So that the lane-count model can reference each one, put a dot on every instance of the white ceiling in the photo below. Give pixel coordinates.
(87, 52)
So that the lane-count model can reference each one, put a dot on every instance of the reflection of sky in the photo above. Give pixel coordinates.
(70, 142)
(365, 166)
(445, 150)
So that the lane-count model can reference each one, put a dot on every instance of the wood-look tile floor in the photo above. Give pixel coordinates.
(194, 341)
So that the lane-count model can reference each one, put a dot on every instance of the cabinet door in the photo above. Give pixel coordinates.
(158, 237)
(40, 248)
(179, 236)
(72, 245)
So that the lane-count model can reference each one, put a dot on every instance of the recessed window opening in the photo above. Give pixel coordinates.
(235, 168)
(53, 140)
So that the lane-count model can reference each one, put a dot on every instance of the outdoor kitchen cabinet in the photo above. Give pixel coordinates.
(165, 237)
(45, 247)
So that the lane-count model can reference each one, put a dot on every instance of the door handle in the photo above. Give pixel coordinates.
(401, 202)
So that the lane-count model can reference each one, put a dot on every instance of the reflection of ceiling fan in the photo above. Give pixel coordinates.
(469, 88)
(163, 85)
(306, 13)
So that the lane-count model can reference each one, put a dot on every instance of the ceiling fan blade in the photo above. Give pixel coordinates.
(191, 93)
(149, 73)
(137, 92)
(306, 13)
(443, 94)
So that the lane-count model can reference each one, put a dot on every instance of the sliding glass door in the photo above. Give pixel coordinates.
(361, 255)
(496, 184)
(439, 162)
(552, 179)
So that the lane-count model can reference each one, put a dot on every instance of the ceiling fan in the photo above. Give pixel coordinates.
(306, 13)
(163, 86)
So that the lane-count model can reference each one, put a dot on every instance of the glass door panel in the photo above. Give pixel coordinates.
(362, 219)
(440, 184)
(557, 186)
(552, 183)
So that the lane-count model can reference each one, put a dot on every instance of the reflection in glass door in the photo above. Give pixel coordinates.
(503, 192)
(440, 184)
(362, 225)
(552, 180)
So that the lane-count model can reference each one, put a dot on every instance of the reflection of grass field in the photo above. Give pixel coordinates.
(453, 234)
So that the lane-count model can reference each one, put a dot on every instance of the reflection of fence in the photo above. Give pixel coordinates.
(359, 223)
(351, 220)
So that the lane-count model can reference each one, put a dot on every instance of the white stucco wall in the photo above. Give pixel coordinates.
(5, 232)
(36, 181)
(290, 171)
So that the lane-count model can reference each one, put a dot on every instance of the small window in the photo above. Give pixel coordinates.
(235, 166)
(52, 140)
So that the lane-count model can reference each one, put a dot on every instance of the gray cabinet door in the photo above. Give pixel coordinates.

+---+

▸ **WHAT IS BEING ASKED**: In the records above, return only the line that contains "blade in the photo above. Give pixel coordinates." and every line after it through the last, exactly as they appear.

▸ **TASK RESPONSE**:
So that the lane-count model can reference each one, put a dot on every instance of the ceiling fan blade in the photo above. Give pixel coordinates.
(191, 93)
(149, 73)
(137, 92)
(306, 13)
(443, 94)
So that the lane-count model can reference each one, put a dot on every instance of the sliding glass door in the photo above. Give pixel coordinates.
(361, 255)
(496, 184)
(439, 162)
(552, 179)
So that the lane-count model can reference each one, put a dot on every instance of the ceiling fan in the photo above. Give pixel coordinates.
(306, 13)
(163, 86)
So that the lane-count model can reference each one, put a dot on every instance of the glass door panel in the photo above. Give pixel coordinates.
(362, 219)
(440, 184)
(557, 186)
(552, 183)
So that the lane-count model can reference each one, put a dot on every instance of the reflection in glass door in the photo above. Give pixel coordinates.
(503, 192)
(440, 184)
(362, 225)
(552, 180)
So that the lane-count model can reference each one, put a dot on every instance of the reflection of grass field in the photo above. Give pixel coordinates.
(453, 234)
So that the lane-count model can reference each one, put a dot on every instance of the reflection of fence in the photo above. Give pixel coordinates.
(359, 223)
(351, 220)
So that the lane-count model can reference each one, put a dot on every instance of the white stucco wall in the photo above. Give pixel coordinates.
(5, 232)
(36, 181)
(290, 171)
So that the lane-count model can reference each one, put a dot on every instance of the small window in the photo above. Give pixel coordinates.
(235, 166)
(52, 140)
So that the lane-count model can reference each one, put a dot on every instance of the gray cabinet door in the photo above. Give pixel coordinates.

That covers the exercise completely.